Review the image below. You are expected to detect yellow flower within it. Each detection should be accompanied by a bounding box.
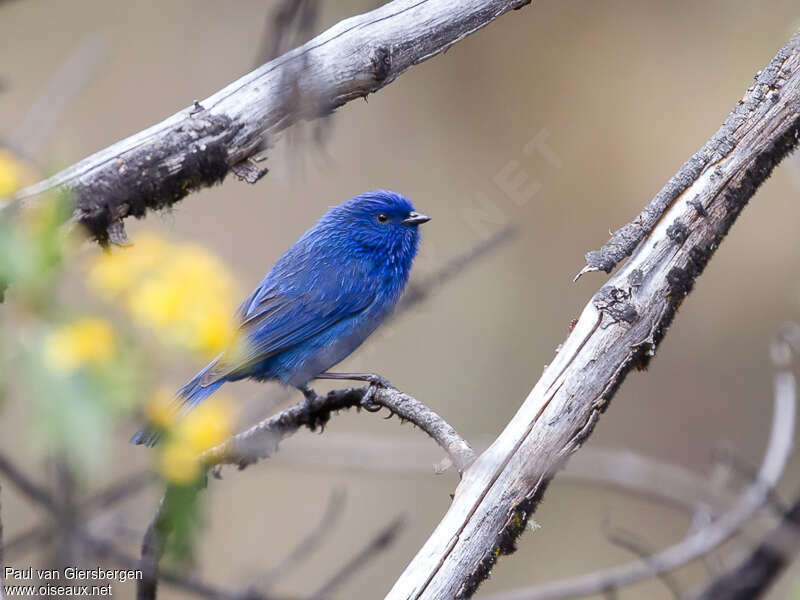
[144,387,180,429]
[88,233,171,296]
[154,398,235,485]
[158,440,200,485]
[44,317,115,372]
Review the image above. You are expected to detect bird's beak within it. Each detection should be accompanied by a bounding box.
[403,211,431,225]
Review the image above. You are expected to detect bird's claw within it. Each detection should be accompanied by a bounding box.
[361,374,392,412]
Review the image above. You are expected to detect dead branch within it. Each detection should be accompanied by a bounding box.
[694,323,800,600]
[10,0,530,241]
[487,358,797,600]
[202,387,475,472]
[387,27,800,600]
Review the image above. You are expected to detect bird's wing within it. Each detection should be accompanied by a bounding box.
[200,269,376,386]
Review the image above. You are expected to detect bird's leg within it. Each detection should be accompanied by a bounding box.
[297,384,319,418]
[315,373,392,412]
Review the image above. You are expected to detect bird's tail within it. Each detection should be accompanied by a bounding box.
[130,356,225,447]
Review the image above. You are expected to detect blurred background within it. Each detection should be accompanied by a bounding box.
[0,0,800,599]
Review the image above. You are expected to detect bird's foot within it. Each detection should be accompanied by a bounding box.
[317,373,393,412]
[298,385,319,423]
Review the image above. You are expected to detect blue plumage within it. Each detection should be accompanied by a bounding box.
[131,190,428,445]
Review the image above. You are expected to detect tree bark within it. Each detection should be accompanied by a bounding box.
[387,25,800,600]
[10,0,530,243]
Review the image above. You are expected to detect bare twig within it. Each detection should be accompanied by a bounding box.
[310,517,405,600]
[606,529,683,600]
[10,0,530,241]
[478,340,797,600]
[693,498,800,600]
[387,25,800,600]
[255,489,345,587]
[576,31,791,279]
[256,0,319,66]
[394,225,517,317]
[203,387,475,472]
[7,33,105,159]
[696,323,800,600]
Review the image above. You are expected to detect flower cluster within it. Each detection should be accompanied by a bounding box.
[88,234,236,356]
[146,389,235,485]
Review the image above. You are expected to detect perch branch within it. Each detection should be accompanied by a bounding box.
[9,0,530,242]
[310,517,405,600]
[387,24,800,600]
[0,486,6,600]
[478,354,797,600]
[202,387,475,472]
[0,468,156,553]
[259,490,345,586]
[695,323,800,600]
[576,28,794,279]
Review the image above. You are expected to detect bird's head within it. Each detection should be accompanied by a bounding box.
[329,190,430,267]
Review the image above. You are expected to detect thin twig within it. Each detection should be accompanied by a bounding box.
[309,516,405,600]
[606,529,683,600]
[394,225,518,317]
[696,323,800,600]
[9,0,530,241]
[254,489,345,587]
[202,387,475,472]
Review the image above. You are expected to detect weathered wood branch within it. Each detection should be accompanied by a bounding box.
[202,387,475,472]
[478,336,797,600]
[10,0,530,241]
[0,486,6,600]
[387,25,800,600]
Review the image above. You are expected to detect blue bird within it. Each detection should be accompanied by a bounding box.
[131,190,430,446]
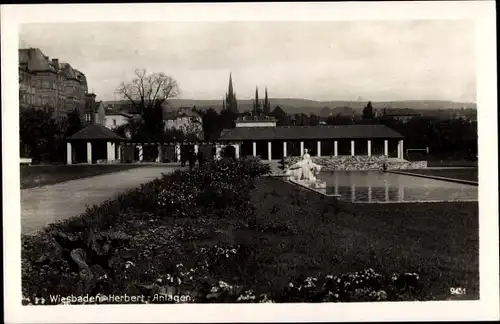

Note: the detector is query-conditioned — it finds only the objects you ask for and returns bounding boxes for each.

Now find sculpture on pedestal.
[286,149,321,183]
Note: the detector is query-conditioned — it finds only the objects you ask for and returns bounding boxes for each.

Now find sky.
[19,20,476,102]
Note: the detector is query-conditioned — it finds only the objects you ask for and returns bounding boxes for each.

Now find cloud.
[20,20,476,101]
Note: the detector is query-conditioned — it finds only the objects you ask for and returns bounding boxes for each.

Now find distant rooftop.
[220,125,403,141]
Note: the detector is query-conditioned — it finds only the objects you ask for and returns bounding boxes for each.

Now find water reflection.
[319,171,478,203]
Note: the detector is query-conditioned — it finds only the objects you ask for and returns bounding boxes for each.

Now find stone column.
[215,144,222,160]
[66,142,73,164]
[174,144,181,162]
[116,144,122,162]
[156,145,162,163]
[111,142,116,162]
[333,172,339,195]
[233,144,240,159]
[87,142,92,164]
[137,145,144,162]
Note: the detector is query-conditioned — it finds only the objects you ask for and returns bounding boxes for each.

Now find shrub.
[22,158,270,299]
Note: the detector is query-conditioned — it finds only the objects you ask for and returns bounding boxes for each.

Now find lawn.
[400,168,479,182]
[22,159,479,302]
[21,164,146,189]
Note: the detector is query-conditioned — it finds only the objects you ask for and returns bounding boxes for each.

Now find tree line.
[20,69,477,162]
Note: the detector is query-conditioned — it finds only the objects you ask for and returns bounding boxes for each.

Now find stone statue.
[286,149,321,182]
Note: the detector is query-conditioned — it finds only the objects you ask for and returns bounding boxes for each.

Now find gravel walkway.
[21,166,177,234]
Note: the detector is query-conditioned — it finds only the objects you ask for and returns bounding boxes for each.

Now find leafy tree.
[19,106,66,163]
[116,69,179,140]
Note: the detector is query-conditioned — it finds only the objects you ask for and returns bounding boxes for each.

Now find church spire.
[253,86,260,116]
[228,72,233,96]
[263,87,271,115]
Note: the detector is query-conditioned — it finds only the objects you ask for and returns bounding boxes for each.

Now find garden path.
[21,166,177,234]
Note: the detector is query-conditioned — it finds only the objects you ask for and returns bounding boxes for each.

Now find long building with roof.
[219,117,404,161]
[19,48,95,123]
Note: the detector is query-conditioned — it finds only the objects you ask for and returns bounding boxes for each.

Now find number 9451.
[450,287,466,295]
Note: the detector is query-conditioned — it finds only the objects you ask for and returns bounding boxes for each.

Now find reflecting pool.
[318,171,478,203]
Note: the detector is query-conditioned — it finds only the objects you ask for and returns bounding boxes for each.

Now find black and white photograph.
[2,1,499,323]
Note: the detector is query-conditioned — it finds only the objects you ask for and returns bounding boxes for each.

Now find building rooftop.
[66,124,126,141]
[219,125,403,141]
[163,107,200,120]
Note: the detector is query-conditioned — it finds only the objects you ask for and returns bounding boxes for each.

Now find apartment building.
[19,48,95,123]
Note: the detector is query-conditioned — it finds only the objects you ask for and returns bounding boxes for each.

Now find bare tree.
[116,69,179,117]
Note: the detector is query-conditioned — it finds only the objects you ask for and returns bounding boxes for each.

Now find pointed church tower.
[253,86,261,116]
[226,72,238,113]
[263,87,271,115]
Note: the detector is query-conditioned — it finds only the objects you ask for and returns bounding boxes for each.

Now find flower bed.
[285,155,427,171]
[22,158,477,304]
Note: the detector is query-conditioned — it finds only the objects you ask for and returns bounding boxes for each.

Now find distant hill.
[104,98,477,117]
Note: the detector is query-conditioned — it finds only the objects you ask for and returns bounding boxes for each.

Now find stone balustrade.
[285,155,427,171]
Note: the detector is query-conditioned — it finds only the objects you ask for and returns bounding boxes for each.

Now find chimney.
[52,59,59,70]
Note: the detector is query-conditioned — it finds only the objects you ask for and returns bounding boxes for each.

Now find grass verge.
[22,162,479,304]
[21,164,146,189]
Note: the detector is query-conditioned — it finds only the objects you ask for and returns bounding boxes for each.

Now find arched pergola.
[66,124,126,164]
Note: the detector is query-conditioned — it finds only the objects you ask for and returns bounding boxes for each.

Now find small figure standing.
[189,150,196,170]
[181,149,186,167]
[197,150,205,168]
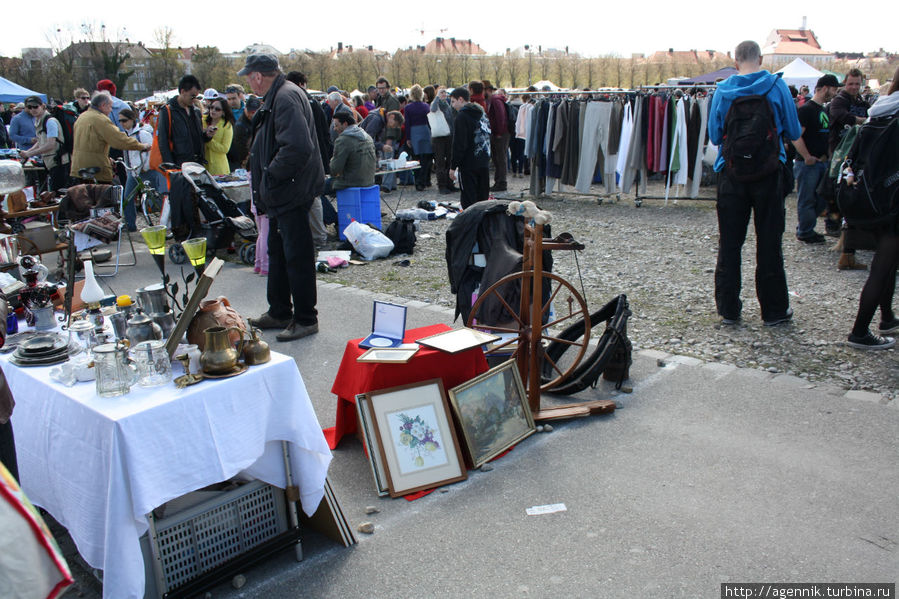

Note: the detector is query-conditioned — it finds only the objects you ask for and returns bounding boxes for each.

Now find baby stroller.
[168,162,257,264]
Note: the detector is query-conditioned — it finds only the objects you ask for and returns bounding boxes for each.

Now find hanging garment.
[574,102,615,193]
[657,98,673,172]
[562,102,595,185]
[665,99,687,202]
[621,98,649,193]
[615,103,634,186]
[688,96,710,198]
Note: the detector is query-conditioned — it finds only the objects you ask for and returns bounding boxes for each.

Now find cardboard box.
[19,221,56,254]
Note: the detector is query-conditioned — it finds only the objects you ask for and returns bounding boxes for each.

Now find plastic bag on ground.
[343,221,393,260]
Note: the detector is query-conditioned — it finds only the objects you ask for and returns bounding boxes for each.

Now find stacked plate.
[9,333,77,366]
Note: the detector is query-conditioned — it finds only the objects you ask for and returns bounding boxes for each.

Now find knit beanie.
[97,79,116,96]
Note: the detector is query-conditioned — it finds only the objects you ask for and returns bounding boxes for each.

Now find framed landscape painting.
[366,379,468,497]
[449,360,537,468]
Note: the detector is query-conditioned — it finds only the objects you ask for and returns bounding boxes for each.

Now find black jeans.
[431,135,453,189]
[266,208,318,325]
[0,422,19,480]
[715,169,790,320]
[459,167,490,210]
[852,230,899,337]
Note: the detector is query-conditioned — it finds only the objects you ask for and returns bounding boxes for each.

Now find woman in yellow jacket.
[203,98,234,175]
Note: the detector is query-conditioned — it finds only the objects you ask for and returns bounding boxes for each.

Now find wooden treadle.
[534,399,615,422]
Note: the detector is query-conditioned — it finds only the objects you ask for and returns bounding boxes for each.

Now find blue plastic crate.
[337,185,381,239]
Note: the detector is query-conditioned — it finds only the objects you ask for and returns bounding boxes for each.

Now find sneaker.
[249,312,293,329]
[837,252,868,270]
[765,308,793,327]
[848,331,896,349]
[796,232,824,243]
[275,321,318,341]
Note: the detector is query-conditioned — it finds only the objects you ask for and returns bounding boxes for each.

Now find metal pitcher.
[200,327,244,374]
[125,313,162,345]
[94,343,137,397]
[137,283,169,314]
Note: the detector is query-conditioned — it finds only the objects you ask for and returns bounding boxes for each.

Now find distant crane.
[412,23,449,38]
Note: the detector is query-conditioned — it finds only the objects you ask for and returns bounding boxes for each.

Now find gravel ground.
[319,179,899,398]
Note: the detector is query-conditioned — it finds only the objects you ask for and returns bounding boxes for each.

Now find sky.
[0,0,899,56]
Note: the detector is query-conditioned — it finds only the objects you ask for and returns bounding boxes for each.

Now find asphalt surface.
[51,244,899,599]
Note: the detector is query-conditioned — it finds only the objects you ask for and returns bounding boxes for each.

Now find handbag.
[428,110,449,137]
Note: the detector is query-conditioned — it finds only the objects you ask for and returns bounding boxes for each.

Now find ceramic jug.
[200,326,243,374]
[187,296,247,351]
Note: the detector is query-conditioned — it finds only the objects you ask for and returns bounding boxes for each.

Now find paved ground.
[51,239,899,598]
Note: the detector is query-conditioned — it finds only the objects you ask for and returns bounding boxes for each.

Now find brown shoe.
[837,252,868,270]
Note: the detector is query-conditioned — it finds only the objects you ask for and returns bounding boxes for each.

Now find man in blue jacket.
[9,102,37,150]
[709,41,804,326]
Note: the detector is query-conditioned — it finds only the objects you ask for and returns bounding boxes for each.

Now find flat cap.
[237,54,280,77]
[246,96,262,112]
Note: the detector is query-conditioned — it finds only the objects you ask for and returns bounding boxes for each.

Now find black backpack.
[721,79,781,183]
[505,102,518,139]
[384,218,416,255]
[837,115,899,227]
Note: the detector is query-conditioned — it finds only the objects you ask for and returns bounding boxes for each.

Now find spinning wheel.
[468,271,590,391]
[460,202,615,421]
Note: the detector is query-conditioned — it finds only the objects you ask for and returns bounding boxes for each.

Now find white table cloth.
[3,352,331,599]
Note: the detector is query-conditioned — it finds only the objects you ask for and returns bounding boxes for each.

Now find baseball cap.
[246,96,262,112]
[237,54,281,77]
[815,75,841,89]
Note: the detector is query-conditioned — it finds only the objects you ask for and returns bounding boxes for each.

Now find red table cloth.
[324,324,488,449]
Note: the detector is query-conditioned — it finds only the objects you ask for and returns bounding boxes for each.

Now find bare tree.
[311,52,334,90]
[149,27,181,90]
[459,54,471,85]
[506,56,521,87]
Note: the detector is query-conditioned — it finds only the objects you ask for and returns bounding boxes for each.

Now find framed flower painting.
[366,379,468,497]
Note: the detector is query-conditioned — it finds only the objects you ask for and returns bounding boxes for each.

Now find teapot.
[125,312,162,345]
[243,327,272,366]
[200,327,244,374]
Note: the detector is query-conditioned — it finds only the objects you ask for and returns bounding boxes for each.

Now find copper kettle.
[243,328,272,366]
[200,327,244,374]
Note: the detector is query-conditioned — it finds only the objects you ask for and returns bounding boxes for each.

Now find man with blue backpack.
[709,41,805,326]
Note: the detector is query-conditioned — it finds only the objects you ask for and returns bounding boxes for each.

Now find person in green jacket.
[325,112,377,193]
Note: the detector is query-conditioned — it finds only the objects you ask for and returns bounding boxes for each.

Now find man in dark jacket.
[450,87,490,209]
[228,96,262,173]
[238,54,325,341]
[157,75,206,166]
[482,79,509,191]
[827,69,870,154]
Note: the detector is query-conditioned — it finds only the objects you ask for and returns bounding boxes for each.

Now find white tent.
[777,58,824,92]
[534,79,562,92]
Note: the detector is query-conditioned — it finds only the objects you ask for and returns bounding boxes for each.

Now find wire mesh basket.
[147,480,287,596]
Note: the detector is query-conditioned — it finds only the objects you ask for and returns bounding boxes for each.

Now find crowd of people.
[0,49,899,349]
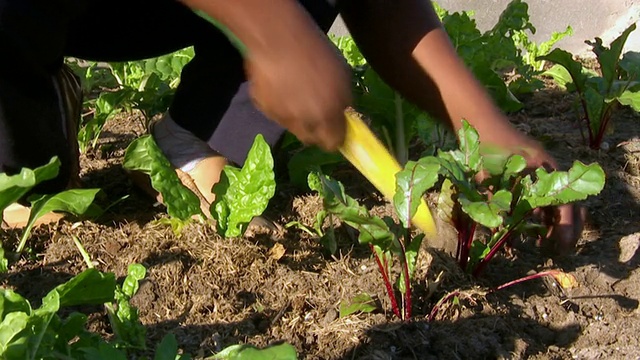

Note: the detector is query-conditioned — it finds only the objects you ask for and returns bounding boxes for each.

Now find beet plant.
[538,24,640,149]
[424,121,605,276]
[309,172,437,320]
[309,121,605,320]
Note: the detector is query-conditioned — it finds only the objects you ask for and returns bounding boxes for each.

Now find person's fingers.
[540,205,586,255]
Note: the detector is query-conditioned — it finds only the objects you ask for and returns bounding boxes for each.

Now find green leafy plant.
[208,344,298,360]
[16,189,100,254]
[68,47,194,153]
[309,121,605,319]
[105,264,147,349]
[538,24,640,149]
[513,26,573,72]
[122,135,203,221]
[330,37,441,165]
[211,135,276,237]
[0,269,118,359]
[419,121,605,276]
[309,169,437,320]
[0,157,100,258]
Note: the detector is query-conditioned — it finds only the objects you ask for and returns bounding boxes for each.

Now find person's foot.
[142,113,277,231]
[150,114,227,205]
[0,65,82,228]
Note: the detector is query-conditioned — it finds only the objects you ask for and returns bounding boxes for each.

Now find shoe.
[130,113,279,232]
[1,64,83,228]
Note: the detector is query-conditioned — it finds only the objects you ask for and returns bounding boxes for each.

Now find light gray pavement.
[331,0,640,56]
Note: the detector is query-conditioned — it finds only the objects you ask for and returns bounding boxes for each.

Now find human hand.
[245,38,351,151]
[490,130,586,255]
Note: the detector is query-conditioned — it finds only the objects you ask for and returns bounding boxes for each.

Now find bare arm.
[340,0,584,253]
[340,0,534,150]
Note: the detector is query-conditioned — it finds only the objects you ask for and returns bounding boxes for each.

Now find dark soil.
[1,85,640,359]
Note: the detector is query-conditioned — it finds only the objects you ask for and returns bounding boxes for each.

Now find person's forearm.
[341,0,524,145]
[180,0,323,58]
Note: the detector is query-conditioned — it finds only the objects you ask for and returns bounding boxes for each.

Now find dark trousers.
[0,0,337,190]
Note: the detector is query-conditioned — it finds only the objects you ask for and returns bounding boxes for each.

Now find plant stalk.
[369,244,402,319]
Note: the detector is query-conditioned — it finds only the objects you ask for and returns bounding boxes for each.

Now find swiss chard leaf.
[16,189,100,253]
[53,269,116,306]
[458,189,513,228]
[0,157,60,217]
[618,90,640,112]
[587,23,636,84]
[620,51,640,80]
[309,173,394,249]
[0,288,31,321]
[537,49,587,91]
[452,120,482,173]
[396,234,424,294]
[211,135,276,237]
[523,161,605,208]
[123,135,202,220]
[211,344,298,360]
[393,158,440,228]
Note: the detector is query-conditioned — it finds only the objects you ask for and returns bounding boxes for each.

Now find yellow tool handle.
[340,110,436,237]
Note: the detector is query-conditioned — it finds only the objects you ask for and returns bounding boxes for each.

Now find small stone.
[618,233,640,264]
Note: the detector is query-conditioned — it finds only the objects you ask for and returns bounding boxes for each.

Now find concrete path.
[331,0,640,56]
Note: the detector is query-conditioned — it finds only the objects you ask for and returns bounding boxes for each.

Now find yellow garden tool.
[196,11,436,237]
[340,110,436,237]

————————

**INSTRUCTION:**
Print the records word for word, beginning with their first line and going on through the line that contains "[403,211,431,225]". Leave the pictures out of your answer.

**SOLUTION TO THIS EXERCISE:**
Review the image below. You are expected to detect yellow flower within it. Each detection should be accompanied by a bounding box.
[144,387,180,429]
[88,233,171,296]
[154,398,235,485]
[158,440,200,485]
[44,317,115,372]
Review the image above. You are expected to detect bird's beak within it. Each detection should be accompanied by a bounding box.
[403,211,431,225]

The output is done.